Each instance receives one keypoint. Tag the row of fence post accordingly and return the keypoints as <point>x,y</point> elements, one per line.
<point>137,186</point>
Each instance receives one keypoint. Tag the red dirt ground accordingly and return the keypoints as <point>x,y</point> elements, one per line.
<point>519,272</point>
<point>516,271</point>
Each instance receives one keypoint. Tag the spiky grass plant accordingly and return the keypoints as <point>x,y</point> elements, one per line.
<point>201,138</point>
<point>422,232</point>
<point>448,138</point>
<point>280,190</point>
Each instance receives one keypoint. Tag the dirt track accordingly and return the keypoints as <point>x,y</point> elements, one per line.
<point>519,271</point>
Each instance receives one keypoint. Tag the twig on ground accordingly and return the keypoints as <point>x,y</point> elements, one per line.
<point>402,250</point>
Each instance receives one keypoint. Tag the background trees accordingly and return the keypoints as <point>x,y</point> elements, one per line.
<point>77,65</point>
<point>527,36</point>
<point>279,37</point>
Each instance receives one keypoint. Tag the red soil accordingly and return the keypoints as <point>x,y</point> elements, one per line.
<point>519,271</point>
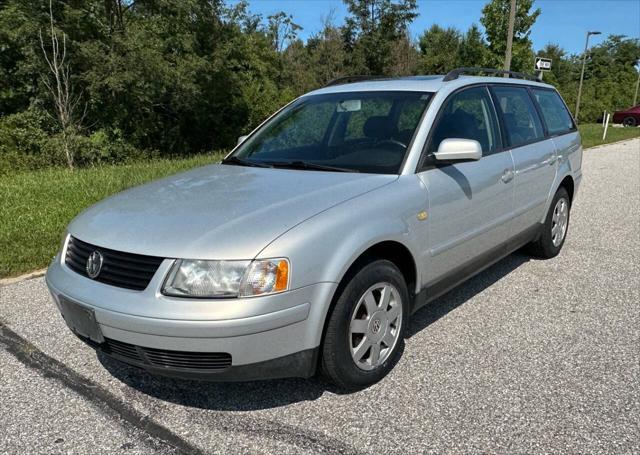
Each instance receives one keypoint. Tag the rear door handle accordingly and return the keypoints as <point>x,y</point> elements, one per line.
<point>507,176</point>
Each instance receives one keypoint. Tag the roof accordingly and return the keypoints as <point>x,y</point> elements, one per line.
<point>419,84</point>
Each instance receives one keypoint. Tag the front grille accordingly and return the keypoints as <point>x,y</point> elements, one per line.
<point>180,360</point>
<point>123,270</point>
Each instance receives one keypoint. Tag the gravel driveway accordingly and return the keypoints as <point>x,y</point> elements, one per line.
<point>529,356</point>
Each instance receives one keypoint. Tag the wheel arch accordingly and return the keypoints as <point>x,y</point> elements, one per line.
<point>390,250</point>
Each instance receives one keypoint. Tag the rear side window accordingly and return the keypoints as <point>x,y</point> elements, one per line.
<point>520,117</point>
<point>554,111</point>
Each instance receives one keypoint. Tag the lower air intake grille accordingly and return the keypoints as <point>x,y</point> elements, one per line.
<point>181,360</point>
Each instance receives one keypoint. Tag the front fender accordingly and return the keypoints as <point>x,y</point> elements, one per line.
<point>324,247</point>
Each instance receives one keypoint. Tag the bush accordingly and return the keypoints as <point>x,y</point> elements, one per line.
<point>28,141</point>
<point>22,139</point>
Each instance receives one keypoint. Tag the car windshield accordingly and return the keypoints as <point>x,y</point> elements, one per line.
<point>351,132</point>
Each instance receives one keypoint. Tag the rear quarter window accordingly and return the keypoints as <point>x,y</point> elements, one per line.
<point>554,111</point>
<point>519,115</point>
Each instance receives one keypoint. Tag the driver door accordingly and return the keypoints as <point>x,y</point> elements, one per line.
<point>470,203</point>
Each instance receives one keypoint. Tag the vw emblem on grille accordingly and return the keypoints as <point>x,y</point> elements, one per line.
<point>94,264</point>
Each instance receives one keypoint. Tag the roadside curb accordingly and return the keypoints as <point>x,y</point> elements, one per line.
<point>622,141</point>
<point>26,276</point>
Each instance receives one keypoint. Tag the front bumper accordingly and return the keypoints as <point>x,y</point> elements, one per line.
<point>265,337</point>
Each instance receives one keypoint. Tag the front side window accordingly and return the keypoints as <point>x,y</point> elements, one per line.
<point>358,132</point>
<point>467,115</point>
<point>554,112</point>
<point>519,115</point>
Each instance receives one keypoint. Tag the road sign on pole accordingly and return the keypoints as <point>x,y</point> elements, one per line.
<point>543,64</point>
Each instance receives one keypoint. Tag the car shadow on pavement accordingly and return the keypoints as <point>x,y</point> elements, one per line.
<point>256,395</point>
<point>443,305</point>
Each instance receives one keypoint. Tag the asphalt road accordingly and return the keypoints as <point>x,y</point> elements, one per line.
<point>529,356</point>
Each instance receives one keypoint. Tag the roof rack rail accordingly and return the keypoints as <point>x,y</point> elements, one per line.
<point>456,73</point>
<point>348,79</point>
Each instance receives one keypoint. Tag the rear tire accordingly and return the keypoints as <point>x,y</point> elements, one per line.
<point>554,230</point>
<point>365,331</point>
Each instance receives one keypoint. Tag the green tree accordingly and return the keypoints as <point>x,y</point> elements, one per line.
<point>495,19</point>
<point>439,50</point>
<point>372,27</point>
<point>473,49</point>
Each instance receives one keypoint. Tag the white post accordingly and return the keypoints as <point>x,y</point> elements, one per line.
<point>606,126</point>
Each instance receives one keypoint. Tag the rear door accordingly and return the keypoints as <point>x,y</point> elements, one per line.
<point>534,154</point>
<point>470,203</point>
<point>560,126</point>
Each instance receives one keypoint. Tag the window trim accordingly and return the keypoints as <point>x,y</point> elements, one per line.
<point>421,167</point>
<point>573,128</point>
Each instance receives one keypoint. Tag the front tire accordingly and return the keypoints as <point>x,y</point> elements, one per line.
<point>365,331</point>
<point>554,230</point>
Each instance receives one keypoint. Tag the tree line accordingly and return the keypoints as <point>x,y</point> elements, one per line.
<point>91,81</point>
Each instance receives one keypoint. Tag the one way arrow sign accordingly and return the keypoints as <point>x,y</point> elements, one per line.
<point>543,64</point>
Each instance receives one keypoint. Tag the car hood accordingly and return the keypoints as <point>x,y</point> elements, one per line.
<point>216,211</point>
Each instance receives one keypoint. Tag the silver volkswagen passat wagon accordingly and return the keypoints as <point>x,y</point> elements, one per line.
<point>311,244</point>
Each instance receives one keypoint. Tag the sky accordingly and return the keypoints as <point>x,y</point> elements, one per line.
<point>564,22</point>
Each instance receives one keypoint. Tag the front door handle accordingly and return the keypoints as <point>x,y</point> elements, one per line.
<point>507,176</point>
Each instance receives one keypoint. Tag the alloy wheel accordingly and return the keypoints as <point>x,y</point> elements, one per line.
<point>375,326</point>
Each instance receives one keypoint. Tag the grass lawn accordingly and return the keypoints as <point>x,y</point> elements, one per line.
<point>37,206</point>
<point>592,134</point>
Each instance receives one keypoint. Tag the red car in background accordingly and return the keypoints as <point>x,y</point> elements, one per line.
<point>629,117</point>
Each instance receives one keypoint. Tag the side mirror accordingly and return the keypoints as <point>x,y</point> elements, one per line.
<point>458,150</point>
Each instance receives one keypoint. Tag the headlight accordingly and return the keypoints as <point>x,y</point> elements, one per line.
<point>211,279</point>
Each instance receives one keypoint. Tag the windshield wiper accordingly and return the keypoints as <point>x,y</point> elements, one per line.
<point>310,166</point>
<point>242,162</point>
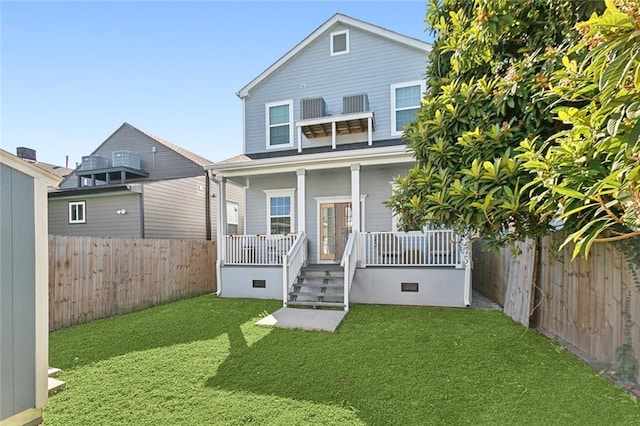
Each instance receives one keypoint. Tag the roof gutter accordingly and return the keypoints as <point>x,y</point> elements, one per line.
<point>364,157</point>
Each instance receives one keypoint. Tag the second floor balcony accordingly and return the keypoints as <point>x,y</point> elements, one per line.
<point>317,123</point>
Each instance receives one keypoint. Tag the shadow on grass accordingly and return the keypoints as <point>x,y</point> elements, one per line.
<point>199,318</point>
<point>398,365</point>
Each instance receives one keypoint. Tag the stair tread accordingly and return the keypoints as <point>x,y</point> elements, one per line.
<point>319,304</point>
<point>328,277</point>
<point>315,294</point>
<point>327,285</point>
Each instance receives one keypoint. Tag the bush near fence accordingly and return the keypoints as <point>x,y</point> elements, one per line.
<point>92,278</point>
<point>592,306</point>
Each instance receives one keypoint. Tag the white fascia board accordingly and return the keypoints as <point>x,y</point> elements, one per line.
<point>337,18</point>
<point>330,160</point>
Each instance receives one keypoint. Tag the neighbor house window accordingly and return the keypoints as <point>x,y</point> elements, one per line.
<point>279,118</point>
<point>339,42</point>
<point>77,212</point>
<point>405,102</point>
<point>280,211</point>
<point>233,218</point>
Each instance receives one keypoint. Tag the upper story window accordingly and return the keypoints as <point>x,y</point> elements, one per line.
<point>339,42</point>
<point>77,212</point>
<point>279,118</point>
<point>280,211</point>
<point>405,102</point>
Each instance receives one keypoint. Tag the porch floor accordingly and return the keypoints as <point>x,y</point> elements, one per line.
<point>305,319</point>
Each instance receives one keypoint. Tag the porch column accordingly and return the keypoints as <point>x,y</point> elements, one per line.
<point>355,197</point>
<point>302,196</point>
<point>221,216</point>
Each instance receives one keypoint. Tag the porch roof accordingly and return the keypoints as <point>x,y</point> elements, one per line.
<point>256,164</point>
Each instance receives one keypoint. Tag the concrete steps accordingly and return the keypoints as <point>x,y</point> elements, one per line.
<point>318,286</point>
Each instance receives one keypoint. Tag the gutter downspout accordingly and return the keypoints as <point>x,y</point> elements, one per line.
<point>207,206</point>
<point>211,176</point>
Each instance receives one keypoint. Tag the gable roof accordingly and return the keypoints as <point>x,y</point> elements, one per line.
<point>201,161</point>
<point>198,160</point>
<point>322,29</point>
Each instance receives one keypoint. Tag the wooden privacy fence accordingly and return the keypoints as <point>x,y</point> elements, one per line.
<point>92,278</point>
<point>593,304</point>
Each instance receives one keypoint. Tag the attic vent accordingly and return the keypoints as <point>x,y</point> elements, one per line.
<point>355,103</point>
<point>94,162</point>
<point>339,42</point>
<point>125,159</point>
<point>313,108</point>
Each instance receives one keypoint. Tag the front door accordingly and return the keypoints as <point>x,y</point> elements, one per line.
--
- [Exercise] Extract the lines above from the one containing "Each instance receives one keypoint. Tag the wooden" to the last line, both included, exactly as written.

- [Solution below]
Each instance receives one keypoint. Tag the wooden privacy fence accordingly and return the keypoints as <point>x,y</point> elements, one per line.
<point>92,278</point>
<point>593,304</point>
Each instance receives one keypoint. Tag the attic vent accordingly and return the keypoints as <point>x,y</point> elements, one per line.
<point>355,103</point>
<point>94,162</point>
<point>339,42</point>
<point>125,159</point>
<point>313,108</point>
Each instance receives one keypoint. Tag the front door accordingly and return the keypoints as <point>x,y</point> elements, one per line.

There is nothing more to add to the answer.